**RECORDS SUPPLIED**
════════

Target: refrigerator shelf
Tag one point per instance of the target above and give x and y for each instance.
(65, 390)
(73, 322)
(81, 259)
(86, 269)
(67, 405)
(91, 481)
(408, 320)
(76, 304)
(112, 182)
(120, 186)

════════

**GIVEN INSTRUCTION**
Print the records above again, line for line and unchanged.

**RESULT OF THE EXERCISE**
Target: refrigerator shelf
Tag one point per instance of the target above and give x and y for each instance.
(65, 390)
(73, 322)
(81, 259)
(86, 269)
(67, 405)
(91, 481)
(408, 320)
(76, 304)
(112, 182)
(120, 186)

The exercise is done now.